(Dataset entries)

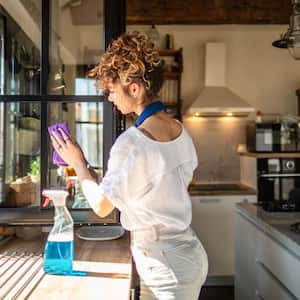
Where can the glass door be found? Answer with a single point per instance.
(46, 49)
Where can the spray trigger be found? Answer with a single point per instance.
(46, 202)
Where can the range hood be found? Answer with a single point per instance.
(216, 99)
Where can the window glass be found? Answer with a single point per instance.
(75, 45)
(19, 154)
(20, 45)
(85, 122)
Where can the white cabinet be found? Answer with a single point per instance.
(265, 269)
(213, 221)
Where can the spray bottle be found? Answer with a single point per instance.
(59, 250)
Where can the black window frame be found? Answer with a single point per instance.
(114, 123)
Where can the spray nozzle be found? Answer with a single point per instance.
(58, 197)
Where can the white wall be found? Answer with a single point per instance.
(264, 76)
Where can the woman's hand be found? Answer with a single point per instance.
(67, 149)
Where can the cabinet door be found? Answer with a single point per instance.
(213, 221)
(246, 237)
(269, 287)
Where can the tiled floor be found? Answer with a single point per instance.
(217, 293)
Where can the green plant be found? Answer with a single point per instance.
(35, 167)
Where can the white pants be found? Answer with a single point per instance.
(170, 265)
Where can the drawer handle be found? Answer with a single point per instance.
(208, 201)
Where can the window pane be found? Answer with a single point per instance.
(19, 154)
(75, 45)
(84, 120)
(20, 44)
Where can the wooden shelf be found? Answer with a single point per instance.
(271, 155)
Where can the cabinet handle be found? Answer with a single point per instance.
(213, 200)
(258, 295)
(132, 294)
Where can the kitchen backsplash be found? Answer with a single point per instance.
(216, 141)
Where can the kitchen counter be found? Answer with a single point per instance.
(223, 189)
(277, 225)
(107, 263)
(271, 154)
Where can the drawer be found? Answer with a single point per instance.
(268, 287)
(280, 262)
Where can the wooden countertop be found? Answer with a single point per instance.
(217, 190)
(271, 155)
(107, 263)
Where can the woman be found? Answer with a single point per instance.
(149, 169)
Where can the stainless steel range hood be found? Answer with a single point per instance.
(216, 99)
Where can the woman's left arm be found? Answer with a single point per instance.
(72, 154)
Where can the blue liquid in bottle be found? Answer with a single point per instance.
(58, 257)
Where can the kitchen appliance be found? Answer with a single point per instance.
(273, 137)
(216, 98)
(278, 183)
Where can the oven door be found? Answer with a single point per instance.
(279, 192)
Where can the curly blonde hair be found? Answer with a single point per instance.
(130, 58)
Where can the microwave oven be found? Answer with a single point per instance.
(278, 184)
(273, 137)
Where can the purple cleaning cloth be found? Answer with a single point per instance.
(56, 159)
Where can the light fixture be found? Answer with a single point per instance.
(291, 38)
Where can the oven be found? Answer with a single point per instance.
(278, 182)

--

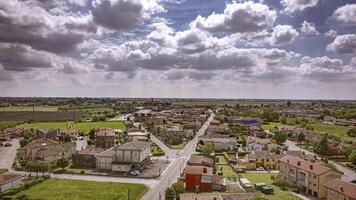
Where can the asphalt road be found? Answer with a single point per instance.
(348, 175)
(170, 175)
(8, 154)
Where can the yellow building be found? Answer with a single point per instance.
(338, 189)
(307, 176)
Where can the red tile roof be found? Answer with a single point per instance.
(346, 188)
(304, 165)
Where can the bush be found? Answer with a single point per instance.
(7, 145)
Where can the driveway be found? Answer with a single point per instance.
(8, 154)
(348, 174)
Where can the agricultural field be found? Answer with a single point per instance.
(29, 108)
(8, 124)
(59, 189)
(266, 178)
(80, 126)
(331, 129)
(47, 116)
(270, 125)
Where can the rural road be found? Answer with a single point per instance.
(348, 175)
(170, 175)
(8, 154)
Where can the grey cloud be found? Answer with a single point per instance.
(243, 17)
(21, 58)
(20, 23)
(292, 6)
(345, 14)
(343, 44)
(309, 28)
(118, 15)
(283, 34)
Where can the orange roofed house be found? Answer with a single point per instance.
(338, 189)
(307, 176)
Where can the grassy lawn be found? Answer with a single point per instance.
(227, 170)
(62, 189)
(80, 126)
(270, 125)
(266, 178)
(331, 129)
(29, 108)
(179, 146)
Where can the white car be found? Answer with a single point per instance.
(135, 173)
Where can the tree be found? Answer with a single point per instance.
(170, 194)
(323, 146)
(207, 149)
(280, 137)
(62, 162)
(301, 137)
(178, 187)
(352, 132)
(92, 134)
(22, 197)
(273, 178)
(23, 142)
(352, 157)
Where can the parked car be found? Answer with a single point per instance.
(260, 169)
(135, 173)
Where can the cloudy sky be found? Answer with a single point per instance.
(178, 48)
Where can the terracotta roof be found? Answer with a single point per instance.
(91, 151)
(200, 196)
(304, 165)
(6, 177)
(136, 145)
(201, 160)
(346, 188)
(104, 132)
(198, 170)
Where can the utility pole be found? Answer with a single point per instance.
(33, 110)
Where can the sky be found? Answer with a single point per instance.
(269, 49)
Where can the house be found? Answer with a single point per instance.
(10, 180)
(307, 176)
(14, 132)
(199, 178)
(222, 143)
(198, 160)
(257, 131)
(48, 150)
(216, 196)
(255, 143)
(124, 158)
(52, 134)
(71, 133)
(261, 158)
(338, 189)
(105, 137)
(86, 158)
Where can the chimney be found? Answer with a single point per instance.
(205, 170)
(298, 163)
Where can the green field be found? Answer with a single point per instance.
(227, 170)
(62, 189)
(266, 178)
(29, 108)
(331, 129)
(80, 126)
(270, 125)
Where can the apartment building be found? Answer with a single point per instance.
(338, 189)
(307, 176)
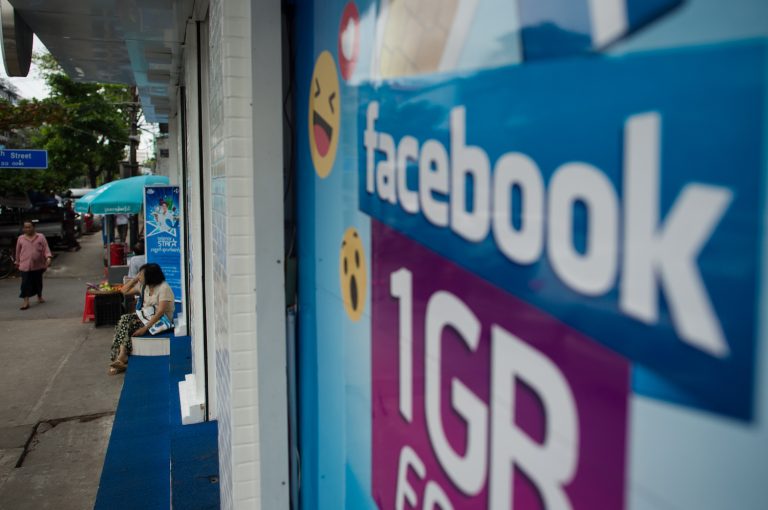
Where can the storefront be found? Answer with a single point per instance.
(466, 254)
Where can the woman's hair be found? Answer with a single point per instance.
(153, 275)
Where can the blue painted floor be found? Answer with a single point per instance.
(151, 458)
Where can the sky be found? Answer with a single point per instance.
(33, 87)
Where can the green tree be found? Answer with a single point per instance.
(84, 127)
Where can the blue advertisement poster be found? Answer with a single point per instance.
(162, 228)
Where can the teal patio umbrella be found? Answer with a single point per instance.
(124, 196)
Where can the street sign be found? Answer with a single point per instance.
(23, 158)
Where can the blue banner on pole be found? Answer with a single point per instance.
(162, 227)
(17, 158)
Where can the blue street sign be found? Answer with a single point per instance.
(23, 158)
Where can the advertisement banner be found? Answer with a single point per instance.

(THE REQUEST):
Gather every line in the items above that contains the string "road". Matching is case-sensitive.

(REPLY TO THE TASK):
Where can the asphalt road be found? Answer with a single point per instance.
Where can the rural road be found? Answer with a single point per instance.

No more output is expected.